Having trouble getting baby to latch on to your breast? Get advice from mums like you and experts on the best ways to breastfeed your baby.
Although many women find breastfeeding straightforward, there are some who have problems. But don't give up because there are ways of relieving them
Sore, cracked nipples
Your baby's frequent attempts at latching on, especially if she doesn't manage it properly first time at each feed, can make your nipples very sore and sometimes cracked and bleeding. But, uncomfortable as it may be, the best cure is actually to keep on feeding, but making sure your baby is correctly positioned at the breast.
When your milk first comes in, your breasts become very full and engorged. Engorgement can also occur later if you don't alternate breasts when feeding. Feeding your baby relieves the condition. Engorged breasts can flatten out your nipples, making it more difficult for your baby to latch on. If this is the case, express a little milk by hand before you feed her.
A blocked milk duct can sometimes cause a hard, tender red patch to appear on your breast. Make sure your bra is not too tight and feed your baby from the affected breast first, leaning forward slightly as this will help to empty the breast. Putting cold Savoy cabbage leaves from the fridge into your bra to the soothe your breast often helps. Standing in a warm shower and gently stroking a comb down the affected part of your breast may help to ease the blockage. Talk to your midwife, health visitor, GP or breastfeeding counsellor if there is no improvement within a couple of days.
This is usually caused by breastmilk collecting behind a blocked milk duct, although it can also be caused by an infection. Your breast will become hot and tender and you'll develop a high temperature and flu-like symptoms. If you have these symptoms, see your health visitor or midwife as soon as possible so you can start a course of antibiotics.

__Stored items__.
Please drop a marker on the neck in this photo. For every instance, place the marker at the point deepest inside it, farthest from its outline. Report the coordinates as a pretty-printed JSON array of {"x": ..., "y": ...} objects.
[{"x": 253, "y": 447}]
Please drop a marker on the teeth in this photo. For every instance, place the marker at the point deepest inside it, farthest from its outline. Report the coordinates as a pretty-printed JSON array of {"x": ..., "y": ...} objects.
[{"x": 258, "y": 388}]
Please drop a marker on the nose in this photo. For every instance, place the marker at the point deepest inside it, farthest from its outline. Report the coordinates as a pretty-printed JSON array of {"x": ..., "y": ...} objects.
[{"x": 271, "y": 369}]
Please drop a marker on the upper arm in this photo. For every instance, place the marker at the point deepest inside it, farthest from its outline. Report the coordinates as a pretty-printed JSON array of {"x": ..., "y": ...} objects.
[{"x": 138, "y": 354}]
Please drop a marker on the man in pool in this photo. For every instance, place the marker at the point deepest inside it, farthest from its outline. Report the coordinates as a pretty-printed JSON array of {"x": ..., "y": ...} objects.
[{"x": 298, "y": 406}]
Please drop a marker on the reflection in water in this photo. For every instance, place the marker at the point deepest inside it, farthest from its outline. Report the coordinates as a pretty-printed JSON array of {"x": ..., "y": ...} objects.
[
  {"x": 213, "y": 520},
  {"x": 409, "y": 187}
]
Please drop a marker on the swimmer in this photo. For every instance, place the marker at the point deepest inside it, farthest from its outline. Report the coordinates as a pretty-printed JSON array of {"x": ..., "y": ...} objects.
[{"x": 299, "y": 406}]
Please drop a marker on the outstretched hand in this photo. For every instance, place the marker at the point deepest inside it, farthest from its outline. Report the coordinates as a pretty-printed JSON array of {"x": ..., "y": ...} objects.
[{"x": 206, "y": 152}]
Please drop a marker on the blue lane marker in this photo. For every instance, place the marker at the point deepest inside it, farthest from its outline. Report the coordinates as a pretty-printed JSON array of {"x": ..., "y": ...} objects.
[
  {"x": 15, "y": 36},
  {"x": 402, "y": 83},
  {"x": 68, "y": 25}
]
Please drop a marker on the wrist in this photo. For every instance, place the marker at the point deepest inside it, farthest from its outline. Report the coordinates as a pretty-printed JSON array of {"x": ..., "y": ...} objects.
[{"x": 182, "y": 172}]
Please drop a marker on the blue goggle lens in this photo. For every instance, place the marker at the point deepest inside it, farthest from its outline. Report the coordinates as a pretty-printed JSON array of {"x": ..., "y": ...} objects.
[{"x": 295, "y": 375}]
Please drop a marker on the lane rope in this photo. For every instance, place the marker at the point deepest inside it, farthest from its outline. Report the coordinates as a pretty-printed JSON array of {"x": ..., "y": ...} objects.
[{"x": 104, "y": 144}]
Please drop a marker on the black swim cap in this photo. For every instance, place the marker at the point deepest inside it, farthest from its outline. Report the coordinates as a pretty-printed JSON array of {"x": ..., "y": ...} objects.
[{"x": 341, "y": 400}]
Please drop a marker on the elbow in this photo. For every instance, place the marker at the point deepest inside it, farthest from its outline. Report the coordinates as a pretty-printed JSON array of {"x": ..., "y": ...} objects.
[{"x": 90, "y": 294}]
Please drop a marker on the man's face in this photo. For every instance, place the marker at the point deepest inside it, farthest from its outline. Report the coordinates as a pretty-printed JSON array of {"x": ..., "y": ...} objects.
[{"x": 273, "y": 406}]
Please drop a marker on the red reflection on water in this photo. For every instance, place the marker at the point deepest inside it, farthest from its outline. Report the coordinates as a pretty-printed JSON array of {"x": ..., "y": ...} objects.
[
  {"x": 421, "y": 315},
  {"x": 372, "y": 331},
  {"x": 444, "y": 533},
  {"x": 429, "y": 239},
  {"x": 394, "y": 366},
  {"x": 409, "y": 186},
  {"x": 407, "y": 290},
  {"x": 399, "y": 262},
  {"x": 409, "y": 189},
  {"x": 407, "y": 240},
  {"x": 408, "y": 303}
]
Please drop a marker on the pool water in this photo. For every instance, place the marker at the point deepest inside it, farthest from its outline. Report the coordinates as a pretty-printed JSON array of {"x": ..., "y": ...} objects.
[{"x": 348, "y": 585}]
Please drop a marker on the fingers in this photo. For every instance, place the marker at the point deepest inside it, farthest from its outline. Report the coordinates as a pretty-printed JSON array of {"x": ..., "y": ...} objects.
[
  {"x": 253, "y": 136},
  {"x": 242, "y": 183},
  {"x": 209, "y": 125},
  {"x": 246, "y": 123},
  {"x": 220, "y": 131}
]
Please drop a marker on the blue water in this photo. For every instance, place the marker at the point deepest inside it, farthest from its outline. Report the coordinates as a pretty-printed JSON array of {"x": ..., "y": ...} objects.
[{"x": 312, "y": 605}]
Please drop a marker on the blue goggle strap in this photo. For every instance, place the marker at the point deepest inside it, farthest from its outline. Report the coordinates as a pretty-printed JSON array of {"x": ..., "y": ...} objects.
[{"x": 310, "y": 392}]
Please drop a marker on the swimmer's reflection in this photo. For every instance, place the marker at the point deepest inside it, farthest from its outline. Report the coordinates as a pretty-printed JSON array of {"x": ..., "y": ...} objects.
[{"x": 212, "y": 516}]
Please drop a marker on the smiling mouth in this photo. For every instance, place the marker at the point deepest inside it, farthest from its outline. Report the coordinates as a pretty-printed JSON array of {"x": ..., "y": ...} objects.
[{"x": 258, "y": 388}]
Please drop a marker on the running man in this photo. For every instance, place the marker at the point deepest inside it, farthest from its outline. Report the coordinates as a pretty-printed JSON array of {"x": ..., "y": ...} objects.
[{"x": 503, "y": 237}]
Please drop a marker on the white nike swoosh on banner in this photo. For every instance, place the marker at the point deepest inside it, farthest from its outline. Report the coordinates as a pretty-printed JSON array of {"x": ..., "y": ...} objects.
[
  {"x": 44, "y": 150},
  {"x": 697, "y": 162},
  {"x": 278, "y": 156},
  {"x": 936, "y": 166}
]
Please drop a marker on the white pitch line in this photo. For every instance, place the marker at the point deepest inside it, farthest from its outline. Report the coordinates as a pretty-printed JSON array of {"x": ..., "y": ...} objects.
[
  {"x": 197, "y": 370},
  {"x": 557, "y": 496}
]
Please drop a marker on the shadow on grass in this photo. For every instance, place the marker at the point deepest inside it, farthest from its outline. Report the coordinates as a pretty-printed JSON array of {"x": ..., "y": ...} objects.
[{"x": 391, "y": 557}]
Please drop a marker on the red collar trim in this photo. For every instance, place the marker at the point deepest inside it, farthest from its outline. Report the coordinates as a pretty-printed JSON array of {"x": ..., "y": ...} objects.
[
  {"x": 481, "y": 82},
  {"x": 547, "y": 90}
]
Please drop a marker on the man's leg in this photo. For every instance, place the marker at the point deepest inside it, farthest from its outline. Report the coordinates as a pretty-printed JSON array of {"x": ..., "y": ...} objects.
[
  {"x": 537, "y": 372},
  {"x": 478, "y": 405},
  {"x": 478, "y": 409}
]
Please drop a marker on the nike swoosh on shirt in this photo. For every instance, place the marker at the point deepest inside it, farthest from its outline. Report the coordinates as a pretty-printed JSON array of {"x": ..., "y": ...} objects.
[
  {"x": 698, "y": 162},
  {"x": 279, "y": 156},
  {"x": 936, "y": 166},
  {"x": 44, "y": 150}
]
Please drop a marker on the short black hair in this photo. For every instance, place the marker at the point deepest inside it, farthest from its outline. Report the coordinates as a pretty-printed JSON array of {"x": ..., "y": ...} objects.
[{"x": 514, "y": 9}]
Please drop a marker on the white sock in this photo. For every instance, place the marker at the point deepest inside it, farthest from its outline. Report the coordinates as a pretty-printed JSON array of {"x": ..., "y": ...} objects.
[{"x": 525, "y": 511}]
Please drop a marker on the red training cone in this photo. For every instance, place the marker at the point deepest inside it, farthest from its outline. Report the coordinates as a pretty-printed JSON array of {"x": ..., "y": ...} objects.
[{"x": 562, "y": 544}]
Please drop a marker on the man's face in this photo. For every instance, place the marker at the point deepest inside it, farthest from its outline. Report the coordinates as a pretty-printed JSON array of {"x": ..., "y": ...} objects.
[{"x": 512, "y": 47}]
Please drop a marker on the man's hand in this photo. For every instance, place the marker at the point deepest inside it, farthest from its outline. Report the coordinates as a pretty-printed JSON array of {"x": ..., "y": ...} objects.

__INSTRUCTIONS TO FOLLOW__.
Can you reproduce the breastfeeding text from "When your milk" up to and including "you feed her.", renaming "Engorgement" as "Swelling"?

__THE ANSWER__.
When your milk first comes in, your breasts become very full and engorged. Swelling can also occur later if you don't alternate breasts when feeding. Feeding your baby relieves the condition. Engorged breasts can flatten out your nipples, making it more difficult for your baby to latch on. If this is the case, express a little milk by hand before you feed her.